#### What to produce
Convert the data below into a JSON list of strings, one string for each line, and leave out any blank lines.

★ ★ ★ ★ ★

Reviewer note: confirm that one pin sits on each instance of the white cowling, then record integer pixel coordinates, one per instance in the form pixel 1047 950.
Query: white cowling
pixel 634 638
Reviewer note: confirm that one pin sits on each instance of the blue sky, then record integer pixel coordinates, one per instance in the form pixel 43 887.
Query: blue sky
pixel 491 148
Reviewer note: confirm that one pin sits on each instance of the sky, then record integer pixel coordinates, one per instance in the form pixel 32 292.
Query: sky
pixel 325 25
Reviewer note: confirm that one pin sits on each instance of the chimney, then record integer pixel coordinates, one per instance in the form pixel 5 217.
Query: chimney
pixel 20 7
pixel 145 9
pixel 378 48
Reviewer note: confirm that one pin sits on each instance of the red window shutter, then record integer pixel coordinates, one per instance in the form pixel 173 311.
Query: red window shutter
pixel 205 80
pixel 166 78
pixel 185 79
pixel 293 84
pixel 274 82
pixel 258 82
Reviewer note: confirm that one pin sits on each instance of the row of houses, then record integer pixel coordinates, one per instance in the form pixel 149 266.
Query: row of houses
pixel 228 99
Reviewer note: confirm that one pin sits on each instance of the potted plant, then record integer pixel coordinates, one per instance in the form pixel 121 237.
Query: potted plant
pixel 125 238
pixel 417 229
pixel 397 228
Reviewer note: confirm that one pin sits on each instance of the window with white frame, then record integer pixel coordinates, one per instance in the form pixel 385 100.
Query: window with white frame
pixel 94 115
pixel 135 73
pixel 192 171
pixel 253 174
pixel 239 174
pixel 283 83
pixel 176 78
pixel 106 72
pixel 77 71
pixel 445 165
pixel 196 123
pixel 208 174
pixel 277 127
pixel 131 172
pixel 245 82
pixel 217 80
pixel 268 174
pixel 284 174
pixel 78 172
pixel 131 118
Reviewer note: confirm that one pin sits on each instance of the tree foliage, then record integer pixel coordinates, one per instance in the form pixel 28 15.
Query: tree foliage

★ ★ ★ ★ ★

#### The result
[
  "Reviewer note: confirm that one pin sits on each instance of the white cowling, then record integer pixel coordinates, one per instance in the form pixel 1047 950.",
  "Query: white cowling",
  "pixel 634 638",
  "Reviewer note: confirm that one pin sits on each instance of the blue sky, then record integer pixel coordinates, one per instance in the form pixel 43 887.",
  "Query: blue sky",
  "pixel 491 148",
  "Reviewer note: confirm that one pin sits on each instance of the sky, then record integer pixel coordinates, one per instance in the form pixel 32 292.",
  "Query: sky",
  "pixel 325 25",
  "Reviewer note: confirm that one pin sits on each instance of the chimney, then record integer pixel coordinates, one per instance in the form pixel 5 217.",
  "Query: chimney",
  "pixel 20 7",
  "pixel 145 9",
  "pixel 378 48",
  "Reviewer note: confirm that one pin sits on each instance of the red window shutter, then record integer pixel coordinates, one per instance in the form pixel 173 311.",
  "Query: red window shutter",
  "pixel 205 80",
  "pixel 166 78",
  "pixel 185 79",
  "pixel 293 84",
  "pixel 274 82",
  "pixel 258 82",
  "Reviewer note: confirm that one pin sits on each instance of the row of houses, then record integer pixel coordinates, one per instance in the form pixel 149 266.",
  "Query: row of houses",
  "pixel 228 99",
  "Reviewer note: confirm that one pin sits on each instance of the potted plant, then record integer pixel coordinates, one per instance in the form pixel 121 237.",
  "Query: potted plant",
  "pixel 125 238",
  "pixel 417 229",
  "pixel 397 228",
  "Reviewer note: confirm that one pin sits on each instance of the window with white frame, then record integer pixel coordinates, one per instance in the form pixel 385 100.",
  "Query: window with white frame",
  "pixel 94 115",
  "pixel 135 73",
  "pixel 192 171",
  "pixel 253 174",
  "pixel 239 174",
  "pixel 283 83",
  "pixel 176 78",
  "pixel 106 72",
  "pixel 77 71",
  "pixel 445 165",
  "pixel 196 123",
  "pixel 208 174",
  "pixel 277 127",
  "pixel 131 172",
  "pixel 245 82",
  "pixel 217 80",
  "pixel 268 174",
  "pixel 284 174",
  "pixel 78 172",
  "pixel 131 118",
  "Reviewer note: confirm that one pin sits on each instance of the tree foliage, then record integer pixel coordinates, one per instance in the form pixel 28 15.",
  "Query: tree foliage"
]